### [Exercise data]
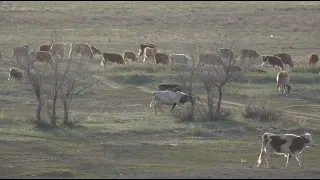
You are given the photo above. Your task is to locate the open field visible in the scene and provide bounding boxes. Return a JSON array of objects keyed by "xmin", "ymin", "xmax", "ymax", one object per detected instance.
[{"xmin": 0, "ymin": 1, "xmax": 320, "ymax": 179}]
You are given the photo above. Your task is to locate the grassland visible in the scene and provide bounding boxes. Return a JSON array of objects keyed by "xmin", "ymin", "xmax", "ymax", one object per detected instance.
[{"xmin": 0, "ymin": 1, "xmax": 320, "ymax": 178}]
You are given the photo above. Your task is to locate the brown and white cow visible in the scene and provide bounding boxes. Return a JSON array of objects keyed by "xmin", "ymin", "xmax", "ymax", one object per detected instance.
[
  {"xmin": 276, "ymin": 71, "xmax": 291, "ymax": 94},
  {"xmin": 257, "ymin": 132, "xmax": 314, "ymax": 168},
  {"xmin": 138, "ymin": 44, "xmax": 156, "ymax": 58},
  {"xmin": 155, "ymin": 53, "xmax": 169, "ymax": 65},
  {"xmin": 262, "ymin": 55, "xmax": 284, "ymax": 70},
  {"xmin": 69, "ymin": 43, "xmax": 93, "ymax": 60},
  {"xmin": 101, "ymin": 53, "xmax": 124, "ymax": 68},
  {"xmin": 31, "ymin": 51, "xmax": 53, "ymax": 66},
  {"xmin": 238, "ymin": 49, "xmax": 260, "ymax": 60},
  {"xmin": 142, "ymin": 47, "xmax": 157, "ymax": 62},
  {"xmin": 308, "ymin": 53, "xmax": 319, "ymax": 66},
  {"xmin": 90, "ymin": 45, "xmax": 102, "ymax": 57},
  {"xmin": 8, "ymin": 68, "xmax": 23, "ymax": 81},
  {"xmin": 49, "ymin": 43, "xmax": 64, "ymax": 59},
  {"xmin": 274, "ymin": 53, "xmax": 293, "ymax": 69},
  {"xmin": 123, "ymin": 51, "xmax": 137, "ymax": 62}
]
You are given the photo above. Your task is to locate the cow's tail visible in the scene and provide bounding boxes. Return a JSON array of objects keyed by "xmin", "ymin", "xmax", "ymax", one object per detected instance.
[
  {"xmin": 150, "ymin": 93, "xmax": 156, "ymax": 107},
  {"xmin": 257, "ymin": 134, "xmax": 266, "ymax": 167}
]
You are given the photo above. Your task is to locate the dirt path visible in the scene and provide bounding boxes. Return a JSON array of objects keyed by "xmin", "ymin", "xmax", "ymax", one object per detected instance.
[{"xmin": 93, "ymin": 76, "xmax": 320, "ymax": 120}]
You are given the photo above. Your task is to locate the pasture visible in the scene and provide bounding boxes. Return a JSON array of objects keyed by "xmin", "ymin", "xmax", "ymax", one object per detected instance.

### [Work to do]
Please swap "visible in the scene" for "shown in the picture" throughout all the rows above and reproduce them with nothing else changed. Leave the pictures out of your answer.

### [Output for this exercise]
You are given the photo above. Your task is to locate the open field shown in the picture and provide bounding boxes. Return a JSON array of objects keyed by "xmin", "ymin", "xmax", "ymax", one object per detected instance.
[{"xmin": 0, "ymin": 1, "xmax": 320, "ymax": 179}]
You are given the photo above. Your task is to locate the grassland shown in the picture and provide bounding boxes. Return a JSON array of objects keyed by "xmin", "ymin", "xmax", "ymax", one object per detected instance.
[{"xmin": 0, "ymin": 1, "xmax": 320, "ymax": 178}]
You are given the photo above. Your task is to locate the brown and white cow shown in the picture and provide bounding boxes. Return a JSON array of objects keyed by "xmin", "ymin", "xmax", "ymax", one object per detected instance.
[
  {"xmin": 276, "ymin": 71, "xmax": 291, "ymax": 94},
  {"xmin": 257, "ymin": 132, "xmax": 314, "ymax": 168},
  {"xmin": 138, "ymin": 44, "xmax": 156, "ymax": 58},
  {"xmin": 155, "ymin": 53, "xmax": 169, "ymax": 65},
  {"xmin": 262, "ymin": 55, "xmax": 284, "ymax": 70},
  {"xmin": 69, "ymin": 43, "xmax": 93, "ymax": 60},
  {"xmin": 101, "ymin": 53, "xmax": 124, "ymax": 68},
  {"xmin": 31, "ymin": 51, "xmax": 53, "ymax": 66},
  {"xmin": 238, "ymin": 49, "xmax": 260, "ymax": 60},
  {"xmin": 142, "ymin": 47, "xmax": 157, "ymax": 62},
  {"xmin": 308, "ymin": 53, "xmax": 319, "ymax": 66},
  {"xmin": 90, "ymin": 45, "xmax": 102, "ymax": 57},
  {"xmin": 8, "ymin": 68, "xmax": 23, "ymax": 81},
  {"xmin": 49, "ymin": 43, "xmax": 64, "ymax": 59},
  {"xmin": 274, "ymin": 53, "xmax": 293, "ymax": 69},
  {"xmin": 123, "ymin": 51, "xmax": 137, "ymax": 62}
]
You are given the photo above. Your task is to locate the cow's tail shown in the picture and provide bounding boxes. Return a JSON array of objects keyed by "xmin", "ymin", "xmax", "ymax", one object per detected instance.
[
  {"xmin": 150, "ymin": 93, "xmax": 156, "ymax": 107},
  {"xmin": 257, "ymin": 134, "xmax": 266, "ymax": 167}
]
You are given the photo above. Your task is to locate the dirt path shown in the picture and provide bounding boxes. Return a JSON array of objects keyed by "xmin", "ymin", "xmax", "ymax", one object per detected instance.
[{"xmin": 93, "ymin": 76, "xmax": 320, "ymax": 120}]
You are given the photo above. Your task is to locate the pasture shown in the picture and provide bounding boxes. Return a JSON array of objects keyed by "xmin", "ymin", "xmax", "ymax", one object per detected instance.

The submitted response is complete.